▸ **Stated exercise**
Quote the data below in full, line for line, without changing a single character.

▸ **Materials provided**
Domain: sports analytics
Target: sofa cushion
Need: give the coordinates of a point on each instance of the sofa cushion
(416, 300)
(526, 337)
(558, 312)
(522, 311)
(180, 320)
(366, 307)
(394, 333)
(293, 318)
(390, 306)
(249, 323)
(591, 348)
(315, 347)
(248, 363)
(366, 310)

▸ **Output**
Domain: sports analytics
Target: sofa cushion
Need: give the coordinates of a point on each instance of the sofa cushion
(416, 300)
(526, 337)
(558, 312)
(522, 311)
(180, 320)
(366, 307)
(394, 333)
(293, 318)
(390, 306)
(249, 323)
(591, 348)
(315, 347)
(248, 363)
(366, 310)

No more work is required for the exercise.